BEGIN

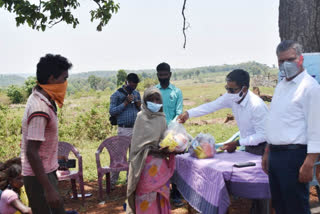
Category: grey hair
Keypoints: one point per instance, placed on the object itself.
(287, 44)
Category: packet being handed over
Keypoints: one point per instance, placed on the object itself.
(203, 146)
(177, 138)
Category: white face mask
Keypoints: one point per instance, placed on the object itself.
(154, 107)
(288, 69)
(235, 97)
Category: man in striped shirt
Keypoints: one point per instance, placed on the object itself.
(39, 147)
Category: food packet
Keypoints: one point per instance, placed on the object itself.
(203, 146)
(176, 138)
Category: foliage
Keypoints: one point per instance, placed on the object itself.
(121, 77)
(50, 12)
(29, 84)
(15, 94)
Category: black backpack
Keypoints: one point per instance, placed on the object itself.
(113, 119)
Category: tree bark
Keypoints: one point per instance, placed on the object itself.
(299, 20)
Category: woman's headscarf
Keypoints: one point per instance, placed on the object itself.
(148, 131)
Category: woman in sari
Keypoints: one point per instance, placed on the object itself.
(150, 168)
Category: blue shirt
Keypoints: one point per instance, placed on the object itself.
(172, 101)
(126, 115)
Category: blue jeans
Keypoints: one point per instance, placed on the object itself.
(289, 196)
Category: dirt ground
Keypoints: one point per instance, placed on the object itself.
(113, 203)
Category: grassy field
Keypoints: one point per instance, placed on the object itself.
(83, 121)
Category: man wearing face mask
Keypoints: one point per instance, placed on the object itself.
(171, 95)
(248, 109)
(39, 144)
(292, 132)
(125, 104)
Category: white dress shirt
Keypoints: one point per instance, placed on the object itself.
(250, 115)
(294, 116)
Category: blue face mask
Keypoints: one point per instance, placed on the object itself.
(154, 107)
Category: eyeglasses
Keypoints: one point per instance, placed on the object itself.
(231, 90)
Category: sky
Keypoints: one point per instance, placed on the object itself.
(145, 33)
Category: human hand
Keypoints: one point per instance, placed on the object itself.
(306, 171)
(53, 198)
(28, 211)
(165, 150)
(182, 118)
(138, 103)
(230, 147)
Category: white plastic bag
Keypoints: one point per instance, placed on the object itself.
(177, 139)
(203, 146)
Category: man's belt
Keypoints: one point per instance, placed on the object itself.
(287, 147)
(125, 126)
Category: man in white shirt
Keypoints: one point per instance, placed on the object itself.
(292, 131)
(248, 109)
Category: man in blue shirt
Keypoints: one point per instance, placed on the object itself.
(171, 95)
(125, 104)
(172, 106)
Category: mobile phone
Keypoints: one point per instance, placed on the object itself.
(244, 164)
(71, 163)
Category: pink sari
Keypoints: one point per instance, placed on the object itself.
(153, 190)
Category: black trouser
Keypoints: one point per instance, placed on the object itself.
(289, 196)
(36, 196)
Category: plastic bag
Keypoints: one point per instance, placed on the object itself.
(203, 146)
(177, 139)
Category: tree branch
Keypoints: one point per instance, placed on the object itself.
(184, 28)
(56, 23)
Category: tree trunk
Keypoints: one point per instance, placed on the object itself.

END
BEGIN

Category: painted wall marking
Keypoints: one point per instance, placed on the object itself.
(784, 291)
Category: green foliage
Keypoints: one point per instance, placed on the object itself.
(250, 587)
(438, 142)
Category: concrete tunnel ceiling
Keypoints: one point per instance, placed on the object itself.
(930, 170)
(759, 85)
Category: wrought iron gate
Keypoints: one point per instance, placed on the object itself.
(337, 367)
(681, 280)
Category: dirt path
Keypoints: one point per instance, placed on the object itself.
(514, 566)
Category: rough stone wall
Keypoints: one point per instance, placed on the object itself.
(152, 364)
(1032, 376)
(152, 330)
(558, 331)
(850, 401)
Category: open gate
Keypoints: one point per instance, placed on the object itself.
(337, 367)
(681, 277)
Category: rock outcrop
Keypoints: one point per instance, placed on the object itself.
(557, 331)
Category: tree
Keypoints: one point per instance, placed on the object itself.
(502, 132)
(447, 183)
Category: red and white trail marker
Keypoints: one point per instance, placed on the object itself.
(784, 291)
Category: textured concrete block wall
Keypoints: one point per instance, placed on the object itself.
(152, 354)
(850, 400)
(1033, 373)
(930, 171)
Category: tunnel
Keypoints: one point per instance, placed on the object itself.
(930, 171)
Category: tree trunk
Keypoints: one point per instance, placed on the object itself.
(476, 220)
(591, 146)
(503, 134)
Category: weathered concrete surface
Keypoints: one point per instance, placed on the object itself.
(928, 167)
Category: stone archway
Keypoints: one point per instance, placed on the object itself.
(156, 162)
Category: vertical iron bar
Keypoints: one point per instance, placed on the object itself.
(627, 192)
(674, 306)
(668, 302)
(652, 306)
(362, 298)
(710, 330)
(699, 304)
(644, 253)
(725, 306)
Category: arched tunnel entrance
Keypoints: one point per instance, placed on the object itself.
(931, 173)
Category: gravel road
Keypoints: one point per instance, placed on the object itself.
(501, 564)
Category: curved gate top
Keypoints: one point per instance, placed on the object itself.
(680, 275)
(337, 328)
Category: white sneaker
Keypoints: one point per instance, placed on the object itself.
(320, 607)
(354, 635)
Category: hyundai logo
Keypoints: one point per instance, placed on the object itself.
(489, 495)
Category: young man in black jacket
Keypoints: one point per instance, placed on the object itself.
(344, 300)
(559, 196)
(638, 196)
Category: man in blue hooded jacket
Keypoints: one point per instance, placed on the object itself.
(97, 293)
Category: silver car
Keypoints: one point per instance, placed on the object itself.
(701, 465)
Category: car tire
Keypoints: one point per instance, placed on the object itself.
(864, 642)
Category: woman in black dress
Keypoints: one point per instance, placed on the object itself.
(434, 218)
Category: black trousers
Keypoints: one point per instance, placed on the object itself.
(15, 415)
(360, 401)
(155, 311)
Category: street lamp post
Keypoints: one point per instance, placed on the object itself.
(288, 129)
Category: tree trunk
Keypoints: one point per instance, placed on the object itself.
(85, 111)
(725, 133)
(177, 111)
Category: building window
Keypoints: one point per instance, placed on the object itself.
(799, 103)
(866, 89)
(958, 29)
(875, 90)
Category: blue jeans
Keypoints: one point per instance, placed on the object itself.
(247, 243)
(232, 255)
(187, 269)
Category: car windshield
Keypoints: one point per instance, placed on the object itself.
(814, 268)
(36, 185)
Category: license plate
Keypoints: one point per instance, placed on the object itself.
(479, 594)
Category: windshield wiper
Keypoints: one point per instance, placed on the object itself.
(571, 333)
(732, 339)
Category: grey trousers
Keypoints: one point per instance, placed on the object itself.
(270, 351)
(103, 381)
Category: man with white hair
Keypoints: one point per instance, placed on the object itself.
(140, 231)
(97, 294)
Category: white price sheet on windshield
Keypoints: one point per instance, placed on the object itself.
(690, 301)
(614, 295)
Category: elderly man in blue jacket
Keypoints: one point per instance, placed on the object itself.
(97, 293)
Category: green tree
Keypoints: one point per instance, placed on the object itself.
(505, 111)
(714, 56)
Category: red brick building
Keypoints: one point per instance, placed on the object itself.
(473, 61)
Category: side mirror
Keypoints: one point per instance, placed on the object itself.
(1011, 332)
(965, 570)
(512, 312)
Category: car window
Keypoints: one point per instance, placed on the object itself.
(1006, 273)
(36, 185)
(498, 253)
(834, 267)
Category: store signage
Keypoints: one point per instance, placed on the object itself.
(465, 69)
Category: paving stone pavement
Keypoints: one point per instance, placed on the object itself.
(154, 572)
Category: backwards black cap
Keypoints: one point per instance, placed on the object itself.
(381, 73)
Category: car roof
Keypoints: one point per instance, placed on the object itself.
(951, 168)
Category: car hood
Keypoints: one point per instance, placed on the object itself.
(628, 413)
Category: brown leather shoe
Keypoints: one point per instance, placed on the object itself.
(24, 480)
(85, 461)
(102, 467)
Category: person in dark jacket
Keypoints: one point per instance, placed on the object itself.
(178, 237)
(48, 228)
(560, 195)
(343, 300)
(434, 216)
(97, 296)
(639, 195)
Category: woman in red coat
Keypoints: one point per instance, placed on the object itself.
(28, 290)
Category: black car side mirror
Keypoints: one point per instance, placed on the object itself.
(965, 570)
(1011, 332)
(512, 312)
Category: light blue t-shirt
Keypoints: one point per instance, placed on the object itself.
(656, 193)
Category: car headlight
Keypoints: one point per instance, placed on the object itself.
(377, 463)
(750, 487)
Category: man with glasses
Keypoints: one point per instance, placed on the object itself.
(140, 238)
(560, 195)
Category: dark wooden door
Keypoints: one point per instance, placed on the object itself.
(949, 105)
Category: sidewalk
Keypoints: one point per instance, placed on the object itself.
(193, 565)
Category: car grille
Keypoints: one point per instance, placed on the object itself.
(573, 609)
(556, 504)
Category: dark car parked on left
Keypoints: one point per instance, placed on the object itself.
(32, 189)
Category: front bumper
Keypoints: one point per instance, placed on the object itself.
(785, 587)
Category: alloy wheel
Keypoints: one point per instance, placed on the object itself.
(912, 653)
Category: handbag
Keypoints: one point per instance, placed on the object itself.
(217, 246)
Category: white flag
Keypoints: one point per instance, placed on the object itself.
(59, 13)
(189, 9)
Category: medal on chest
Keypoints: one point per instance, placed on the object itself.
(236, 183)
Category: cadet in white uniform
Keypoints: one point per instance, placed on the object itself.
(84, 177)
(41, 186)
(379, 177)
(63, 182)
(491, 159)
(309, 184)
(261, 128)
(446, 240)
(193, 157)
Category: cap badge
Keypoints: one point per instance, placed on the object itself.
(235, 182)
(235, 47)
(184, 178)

END

WHAT THE TASK REQUIRES: Where a line above holds the string "building", copy that line.

ANSWER SPACE:
Category: building window
Category: red brick building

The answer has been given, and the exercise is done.